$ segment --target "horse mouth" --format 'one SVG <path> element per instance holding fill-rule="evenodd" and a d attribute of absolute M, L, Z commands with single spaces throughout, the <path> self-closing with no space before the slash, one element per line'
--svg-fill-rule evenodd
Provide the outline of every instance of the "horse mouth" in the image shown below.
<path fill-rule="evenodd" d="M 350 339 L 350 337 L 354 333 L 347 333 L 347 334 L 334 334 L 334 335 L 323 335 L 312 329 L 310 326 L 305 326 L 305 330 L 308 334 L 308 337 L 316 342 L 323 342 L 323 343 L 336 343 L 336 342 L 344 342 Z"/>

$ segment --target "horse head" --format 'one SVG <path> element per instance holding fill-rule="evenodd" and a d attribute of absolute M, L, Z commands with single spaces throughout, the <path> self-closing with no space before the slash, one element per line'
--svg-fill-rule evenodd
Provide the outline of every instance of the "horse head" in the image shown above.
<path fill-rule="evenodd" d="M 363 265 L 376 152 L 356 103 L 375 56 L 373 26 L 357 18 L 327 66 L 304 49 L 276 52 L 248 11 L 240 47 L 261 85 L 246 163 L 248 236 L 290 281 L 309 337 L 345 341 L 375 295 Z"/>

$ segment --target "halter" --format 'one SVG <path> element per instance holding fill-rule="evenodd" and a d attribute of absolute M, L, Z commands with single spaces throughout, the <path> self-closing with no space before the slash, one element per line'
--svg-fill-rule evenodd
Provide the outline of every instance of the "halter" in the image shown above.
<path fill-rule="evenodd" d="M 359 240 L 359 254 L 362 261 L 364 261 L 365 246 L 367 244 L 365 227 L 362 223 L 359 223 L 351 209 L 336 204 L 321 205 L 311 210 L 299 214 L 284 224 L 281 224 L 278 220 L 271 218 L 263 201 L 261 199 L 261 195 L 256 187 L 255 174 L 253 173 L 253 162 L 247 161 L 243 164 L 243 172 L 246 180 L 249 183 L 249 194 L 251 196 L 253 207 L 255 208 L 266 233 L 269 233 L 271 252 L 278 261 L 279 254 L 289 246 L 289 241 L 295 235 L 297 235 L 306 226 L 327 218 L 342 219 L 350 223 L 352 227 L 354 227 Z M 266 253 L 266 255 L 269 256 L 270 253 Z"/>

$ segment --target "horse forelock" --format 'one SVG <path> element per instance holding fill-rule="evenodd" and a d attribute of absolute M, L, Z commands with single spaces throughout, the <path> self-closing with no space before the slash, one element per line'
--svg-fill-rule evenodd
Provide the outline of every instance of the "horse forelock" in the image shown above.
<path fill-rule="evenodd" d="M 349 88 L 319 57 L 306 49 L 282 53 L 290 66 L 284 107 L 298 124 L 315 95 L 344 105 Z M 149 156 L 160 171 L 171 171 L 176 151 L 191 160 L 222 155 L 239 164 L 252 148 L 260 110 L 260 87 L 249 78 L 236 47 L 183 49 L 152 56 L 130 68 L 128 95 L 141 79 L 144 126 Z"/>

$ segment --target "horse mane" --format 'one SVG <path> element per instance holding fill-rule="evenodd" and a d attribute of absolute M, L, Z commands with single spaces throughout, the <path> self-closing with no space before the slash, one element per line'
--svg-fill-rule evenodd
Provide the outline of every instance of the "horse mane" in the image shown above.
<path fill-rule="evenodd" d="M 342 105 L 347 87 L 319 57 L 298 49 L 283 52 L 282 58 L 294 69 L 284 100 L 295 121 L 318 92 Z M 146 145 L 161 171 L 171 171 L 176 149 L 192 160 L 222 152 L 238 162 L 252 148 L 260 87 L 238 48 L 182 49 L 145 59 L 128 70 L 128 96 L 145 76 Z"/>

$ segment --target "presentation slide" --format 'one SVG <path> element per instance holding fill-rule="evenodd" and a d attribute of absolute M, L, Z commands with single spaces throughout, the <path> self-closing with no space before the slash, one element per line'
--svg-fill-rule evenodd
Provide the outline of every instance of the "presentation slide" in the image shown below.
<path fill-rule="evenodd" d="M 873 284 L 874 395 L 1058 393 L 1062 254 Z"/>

• _Aim of the exercise_:
Rewrite these lines with every "Provide the outline" changed to "Return the outline", leaving everything else unchanged.

• _Written solution_:
$ segment --target "horse mouth" --format 'one SVG <path> element per instance holding fill-rule="evenodd" and a d attribute of absolute M, L, Z commands with single spaces throughout, the <path> self-closing with no space before the slash, one element per line'
--svg-fill-rule evenodd
Return the outline of every instance of the "horse mouth" in the image shown below.
<path fill-rule="evenodd" d="M 350 339 L 350 337 L 354 333 L 347 333 L 347 334 L 334 334 L 334 335 L 323 335 L 312 329 L 310 326 L 305 326 L 305 330 L 308 334 L 308 337 L 316 342 L 323 342 L 323 343 L 336 343 L 336 342 L 344 342 Z"/>

$ segment --target "horse head" --format 'one SVG <path> element per instance holding fill-rule="evenodd" and a d attribute of absolute M, L, Z commands with single spaces throughout, the <path> self-closing with no space before the slash, one element per line'
--svg-fill-rule evenodd
Return the outline of every instance of the "horse head" in the image shown above.
<path fill-rule="evenodd" d="M 363 265 L 376 152 L 356 103 L 375 56 L 373 26 L 357 18 L 327 66 L 304 49 L 276 52 L 248 11 L 240 47 L 261 85 L 246 163 L 248 236 L 290 281 L 309 337 L 345 341 L 375 295 Z"/>

$ segment --target "halter" --format 'one SVG <path> element per instance holding fill-rule="evenodd" and a d attribute of absolute M, L, Z commands with single spaces throughout, the <path> self-closing with no space before the slash, one element per line'
--svg-fill-rule evenodd
Return the outline of every instance of the "halter" in the image shown above.
<path fill-rule="evenodd" d="M 359 240 L 359 254 L 362 261 L 364 261 L 365 246 L 367 244 L 365 227 L 362 223 L 359 223 L 351 209 L 336 204 L 321 205 L 311 210 L 299 214 L 284 224 L 281 224 L 278 220 L 271 218 L 263 201 L 261 199 L 261 195 L 256 187 L 255 174 L 253 173 L 253 162 L 247 161 L 243 164 L 243 172 L 246 180 L 249 183 L 249 194 L 251 196 L 253 207 L 255 208 L 266 233 L 269 233 L 271 252 L 278 261 L 279 254 L 289 246 L 289 241 L 295 235 L 297 235 L 306 226 L 327 218 L 342 219 L 350 223 L 352 227 L 354 227 Z M 266 253 L 266 255 L 269 256 L 270 253 Z"/>

$ segment --target "horse forelock" --format 'one SVG <path> element per instance holding fill-rule="evenodd" and a d attribute of absolute M, L, Z commands with single spaces throughout, the <path> self-closing with no space before the slash, one element per line'
--svg-fill-rule evenodd
Return the outline of every instance of the "horse forelock" in the image shown above.
<path fill-rule="evenodd" d="M 349 88 L 319 57 L 306 49 L 282 53 L 290 66 L 284 107 L 298 124 L 315 95 L 344 105 Z M 149 156 L 160 171 L 171 171 L 176 151 L 191 160 L 222 155 L 239 164 L 252 148 L 260 110 L 260 87 L 249 78 L 236 47 L 183 49 L 152 56 L 130 68 L 128 95 L 141 79 L 144 126 Z"/>

$ segment --target "horse mane" --format 'one SVG <path> element per instance holding fill-rule="evenodd" and a d attribute of absolute M, L, Z commands with single spaces throughout, the <path> self-closing with no space before the slash, one element per line'
--svg-fill-rule evenodd
Return the outline of every instance of the "horse mane" in the image shown above.
<path fill-rule="evenodd" d="M 342 105 L 347 87 L 319 57 L 298 49 L 283 52 L 282 58 L 294 69 L 284 100 L 295 121 L 318 92 Z M 146 145 L 161 171 L 171 171 L 176 149 L 192 160 L 222 152 L 238 162 L 252 148 L 260 87 L 238 48 L 182 49 L 145 59 L 128 70 L 128 96 L 145 76 Z"/>

$ segment --target "presentation slide" --format 'one SVG <path> element per instance holding fill-rule="evenodd" and a d attribute of absolute M, L, Z commands with single spaces throughout, the <path> self-closing with no space before the slash, one element per line'
--svg-fill-rule evenodd
Return the outline of every instance of the "presentation slide" in the image shown below.
<path fill-rule="evenodd" d="M 873 284 L 874 395 L 1058 393 L 1062 254 Z"/>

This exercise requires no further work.